• **Action item**: All of the data below should be returned exactly.

──────────────────────────────

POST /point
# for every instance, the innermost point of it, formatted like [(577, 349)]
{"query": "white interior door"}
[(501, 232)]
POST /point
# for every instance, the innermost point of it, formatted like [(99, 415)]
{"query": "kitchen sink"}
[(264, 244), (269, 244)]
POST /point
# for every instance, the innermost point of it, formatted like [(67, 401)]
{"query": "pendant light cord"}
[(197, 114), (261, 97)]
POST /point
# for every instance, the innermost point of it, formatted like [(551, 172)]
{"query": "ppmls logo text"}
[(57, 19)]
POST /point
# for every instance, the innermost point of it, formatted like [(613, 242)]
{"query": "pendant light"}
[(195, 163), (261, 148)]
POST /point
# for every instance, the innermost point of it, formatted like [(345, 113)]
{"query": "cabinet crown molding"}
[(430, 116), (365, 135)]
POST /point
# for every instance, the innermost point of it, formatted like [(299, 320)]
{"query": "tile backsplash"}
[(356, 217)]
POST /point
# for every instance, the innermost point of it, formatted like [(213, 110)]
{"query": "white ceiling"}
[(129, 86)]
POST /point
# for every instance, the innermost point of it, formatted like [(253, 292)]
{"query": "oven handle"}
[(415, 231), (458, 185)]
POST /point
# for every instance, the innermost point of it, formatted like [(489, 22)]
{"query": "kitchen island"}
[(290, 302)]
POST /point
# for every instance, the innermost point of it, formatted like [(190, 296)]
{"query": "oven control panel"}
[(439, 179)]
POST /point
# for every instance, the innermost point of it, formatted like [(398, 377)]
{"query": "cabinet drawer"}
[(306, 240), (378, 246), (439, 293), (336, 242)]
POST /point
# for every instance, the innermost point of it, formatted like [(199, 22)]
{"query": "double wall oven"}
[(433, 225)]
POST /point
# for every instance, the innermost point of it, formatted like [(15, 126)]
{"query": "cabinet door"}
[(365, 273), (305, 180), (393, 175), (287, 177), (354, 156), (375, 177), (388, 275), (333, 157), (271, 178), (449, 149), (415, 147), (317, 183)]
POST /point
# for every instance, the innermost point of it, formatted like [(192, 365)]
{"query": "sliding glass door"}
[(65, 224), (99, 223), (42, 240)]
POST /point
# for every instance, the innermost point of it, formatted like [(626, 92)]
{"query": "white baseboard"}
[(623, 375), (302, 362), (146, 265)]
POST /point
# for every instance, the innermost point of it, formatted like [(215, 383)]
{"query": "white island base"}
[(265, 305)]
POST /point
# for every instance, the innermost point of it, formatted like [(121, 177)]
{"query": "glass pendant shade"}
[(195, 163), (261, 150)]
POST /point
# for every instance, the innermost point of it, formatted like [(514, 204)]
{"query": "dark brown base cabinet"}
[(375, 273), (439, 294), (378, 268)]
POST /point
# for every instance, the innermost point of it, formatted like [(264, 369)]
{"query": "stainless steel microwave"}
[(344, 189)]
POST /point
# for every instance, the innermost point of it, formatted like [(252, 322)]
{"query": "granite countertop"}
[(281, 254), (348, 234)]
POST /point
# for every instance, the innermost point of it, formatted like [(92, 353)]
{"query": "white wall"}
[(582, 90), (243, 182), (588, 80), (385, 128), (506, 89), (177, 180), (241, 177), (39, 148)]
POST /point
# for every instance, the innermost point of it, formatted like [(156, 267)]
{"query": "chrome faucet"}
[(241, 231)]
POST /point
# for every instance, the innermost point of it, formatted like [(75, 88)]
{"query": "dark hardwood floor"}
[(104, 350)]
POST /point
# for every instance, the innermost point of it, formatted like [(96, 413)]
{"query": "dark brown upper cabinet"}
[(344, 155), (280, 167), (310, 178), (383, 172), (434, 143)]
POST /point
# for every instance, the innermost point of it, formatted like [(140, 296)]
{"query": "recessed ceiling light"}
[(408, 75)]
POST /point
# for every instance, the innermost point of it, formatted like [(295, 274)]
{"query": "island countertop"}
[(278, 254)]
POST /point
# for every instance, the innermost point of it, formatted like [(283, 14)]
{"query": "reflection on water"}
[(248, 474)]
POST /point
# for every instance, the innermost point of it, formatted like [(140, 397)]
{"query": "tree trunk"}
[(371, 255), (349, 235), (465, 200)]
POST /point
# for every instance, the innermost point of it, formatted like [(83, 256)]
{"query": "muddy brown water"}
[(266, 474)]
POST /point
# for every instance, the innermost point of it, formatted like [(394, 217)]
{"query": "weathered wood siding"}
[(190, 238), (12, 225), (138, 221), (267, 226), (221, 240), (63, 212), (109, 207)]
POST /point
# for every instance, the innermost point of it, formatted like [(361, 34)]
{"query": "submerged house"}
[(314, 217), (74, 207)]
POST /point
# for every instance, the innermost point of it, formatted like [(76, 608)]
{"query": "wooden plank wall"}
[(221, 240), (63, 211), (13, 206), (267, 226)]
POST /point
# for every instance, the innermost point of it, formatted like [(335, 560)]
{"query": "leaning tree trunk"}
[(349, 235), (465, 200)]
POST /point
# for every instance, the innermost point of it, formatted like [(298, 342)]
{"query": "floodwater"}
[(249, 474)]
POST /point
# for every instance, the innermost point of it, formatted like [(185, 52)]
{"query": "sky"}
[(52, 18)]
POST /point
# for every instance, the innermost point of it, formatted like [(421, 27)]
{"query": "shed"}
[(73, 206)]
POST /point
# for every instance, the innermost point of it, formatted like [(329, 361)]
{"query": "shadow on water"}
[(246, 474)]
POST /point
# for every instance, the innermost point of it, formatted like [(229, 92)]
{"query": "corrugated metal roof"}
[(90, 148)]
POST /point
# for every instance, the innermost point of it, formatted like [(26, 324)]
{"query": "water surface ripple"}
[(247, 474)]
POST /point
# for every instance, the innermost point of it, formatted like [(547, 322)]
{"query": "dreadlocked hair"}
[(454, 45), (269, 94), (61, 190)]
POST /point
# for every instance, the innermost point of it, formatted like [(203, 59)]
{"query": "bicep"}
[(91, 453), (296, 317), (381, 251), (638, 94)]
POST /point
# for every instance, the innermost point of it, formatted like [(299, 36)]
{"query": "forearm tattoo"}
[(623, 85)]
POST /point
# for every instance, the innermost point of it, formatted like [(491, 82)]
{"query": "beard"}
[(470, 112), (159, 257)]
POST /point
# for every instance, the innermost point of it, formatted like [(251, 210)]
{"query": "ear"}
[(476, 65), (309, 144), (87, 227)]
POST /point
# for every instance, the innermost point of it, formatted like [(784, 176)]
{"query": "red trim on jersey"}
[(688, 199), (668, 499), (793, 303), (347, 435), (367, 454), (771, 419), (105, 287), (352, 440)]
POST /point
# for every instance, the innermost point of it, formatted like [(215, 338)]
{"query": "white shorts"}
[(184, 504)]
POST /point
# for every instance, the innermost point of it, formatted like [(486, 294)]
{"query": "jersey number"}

──────────────────────────────

• **Written solution**:
POST /point
# for every instance, the innermost point of it, formatted like [(577, 349)]
{"query": "white interior door"}
[(501, 232)]
POST /point
# for every instance, the innermost point of it, formatted like [(99, 415)]
{"query": "kitchen sink"}
[(264, 244), (269, 244)]
POST /point
# for every instance, the innermost point of it, formatted like [(67, 401)]
{"query": "pendant light cord"}
[(197, 114), (261, 97)]
POST /point
# for every instance, the innermost point of it, formatted like [(551, 172)]
{"query": "ppmls logo text"}
[(57, 19)]
POST /point
# for every instance, the innermost point of it, formatted like [(613, 242)]
{"query": "pendant light"}
[(195, 163), (261, 148)]
POST /point
# for every instance, the innermost point of it, formatted like [(345, 113)]
{"query": "cabinet crown molding"}
[(430, 116), (365, 135)]
POST /point
# for every instance, the innermost point of it, formatted like [(299, 320)]
{"query": "tile backsplash"}
[(356, 217)]
POST /point
# for every instance, the innermost point of it, formatted like [(213, 110)]
{"query": "white ceiling"}
[(129, 86)]
POST /point
# for every instance, the innermost point of it, formatted like [(253, 292)]
{"query": "oven handle"}
[(415, 231), (458, 185)]
POST /point
# for every instance, the innermost point of it, formatted like [(489, 22)]
{"query": "kitchen island"}
[(290, 302)]
POST /point
# for every instance, the innermost point of it, formatted like [(190, 296)]
{"query": "oven control panel"}
[(439, 179)]
POST /point
# for every instance, the innermost point of it, formatted like [(398, 377)]
{"query": "cabinet drawer"}
[(306, 240), (378, 246), (439, 293), (336, 242)]
POST /point
# for every instance, the innermost point of it, formatted like [(199, 22)]
{"query": "double wall oven"}
[(433, 225)]
POST /point
# for every instance, the innermost point of it, formatted like [(15, 126)]
{"query": "cabinet door"}
[(365, 273), (305, 180), (393, 175), (287, 177), (354, 156), (375, 177), (388, 275), (333, 157), (271, 178), (449, 149), (415, 147), (317, 183)]
POST /point
# for every instance, the innermost point of it, formatted like [(192, 365)]
{"query": "sliding glass door"}
[(65, 224), (99, 223), (42, 240)]
POST /point
# for every instance, the innermost point of it, formatted like [(626, 92)]
{"query": "white baseboard"}
[(623, 375), (302, 362), (146, 265)]
POST /point
# for every instance, the innermost point of it, formatted like [(215, 383)]
{"query": "white island base"}
[(265, 305)]
POST /point
# for every instance, the innermost point of it, formatted like [(121, 177)]
{"query": "glass pendant shade"}
[(195, 163), (261, 150)]
POST /point
# for every instance, the innermost point of it, formatted like [(514, 204)]
{"query": "dark brown base cabinet"}
[(375, 273), (439, 294), (378, 268)]
POST /point
# for every instance, the innermost point of it, formatted like [(264, 369)]
{"query": "stainless steel microwave"}
[(344, 189)]
POST /point
# for every instance, the innermost point of it, formatted like [(252, 322)]
{"query": "granite countertop"}
[(281, 254), (348, 234)]
POST /point
# for every instance, the innermost point of it, formatted like [(92, 353)]
{"query": "white wall"}
[(582, 90), (243, 182), (588, 80), (385, 128), (506, 89), (177, 180), (241, 177), (39, 148)]
POST /point
# for every instance, the innermost point of it, formatted like [(156, 267)]
{"query": "chrome faucet"}
[(241, 231)]
POST /point
# for every instance, the innermost point of it, formatted like [(75, 88)]
{"query": "dark hardwood floor"}
[(104, 350)]
POST /point
# for every instance, the innermost point of it, formatted like [(96, 413)]
{"query": "dark brown upper cabinet"}
[(344, 155), (280, 167), (310, 178), (383, 172), (434, 143)]
POST /point
# for every instance, the innermost point of it, formatted like [(140, 296)]
{"query": "recessed ceiling light"}
[(408, 75)]
POST /point
# for every instance, the innermost point of it, formatted like [(295, 274)]
{"query": "island countertop"}
[(278, 254)]
POST /point
# for every instance, the innermost point of it, formatted like [(283, 14)]
{"query": "reflection on water"}
[(248, 474)]
POST /point
# for every instance, the innermost point of it, formatted like [(140, 397)]
{"query": "tree trunk"}
[(371, 255), (349, 235), (465, 200)]
POST /point
# for every instance, the innermost point of it, formatted like [(83, 256)]
{"query": "muddy brown water"}
[(266, 474)]
POST /point
# for every instance, the innermost point of it, formatted like [(394, 217)]
{"query": "weathered wood siding"}
[(190, 238), (12, 225), (138, 221), (267, 226), (221, 240), (63, 212), (109, 207)]
POST /point
# for every instance, the innermost point of it, formatted like [(361, 34)]
{"query": "submerged house"}
[(314, 217), (74, 207)]
POST /point
# for every instance, the innermost point of it, formatted like [(76, 608)]
{"query": "wooden plank wall"}
[(221, 240), (63, 211), (13, 206), (267, 226)]
POST /point
# for every instance, the innermost point of it, formatted like [(335, 560)]
{"query": "leaning tree trunk"}
[(349, 235), (465, 200)]
POST /point
# for every instance, the innermost point of it, formatted like [(298, 342)]
{"query": "floodwater"}
[(249, 474)]
POST /point
# for every instance, the innermost point of it, formatted like [(185, 52)]
{"query": "sky"}
[(52, 18)]
POST /point
# for every instance, the innermost point of it, formatted like [(421, 27)]
{"query": "shed"}
[(73, 206)]
POST /point
# for every instance, the innermost point of it, formatted like [(329, 361)]
{"query": "shadow on water"}
[(246, 474)]
POST /point
# for every instance, the innermost point of it, formatted like [(229, 92)]
{"query": "corrugated metal roof"}
[(90, 148)]
POST /point
# for every instance, the innermost point of it, formatted like [(26, 324)]
{"query": "water surface ripple"}
[(247, 474)]
POST /point
# for every instance, the innermost point of it, formatted like [(547, 322)]
{"query": "dreadlocked hair"}
[(454, 45), (269, 94), (61, 190)]
POST /point
# for every instance, the innermost point of it, formatted like [(203, 59)]
{"query": "bicep"}
[(91, 453), (296, 317), (381, 251), (638, 94)]
POST /point
# for every instance, the innermost point of it, formatted like [(299, 36)]
{"query": "forearm tattoo"}
[(623, 85)]
POST /point
# for every instance, the innermost point of it, formatted like [(491, 82)]
{"query": "beard"}
[(470, 112), (159, 257)]
POST /point
# for every instance, the innermost point of it, formatted like [(251, 210)]
{"query": "ear"}
[(476, 65), (309, 144), (87, 227)]
POST /point
# for every instance, the innermost point of it, formatted like [(784, 176)]
{"query": "red trim on jersey"}
[(688, 199), (668, 499), (793, 303), (347, 435), (367, 454), (771, 419), (105, 287), (352, 440)]
POST /point
# for every instance, the innermost point of it, formatted like [(215, 338)]
{"query": "white shorts"}
[(184, 504)]
POST /point
# for every instance, the innermost point of it, formatted like [(486, 294)]
{"query": "jersey number"}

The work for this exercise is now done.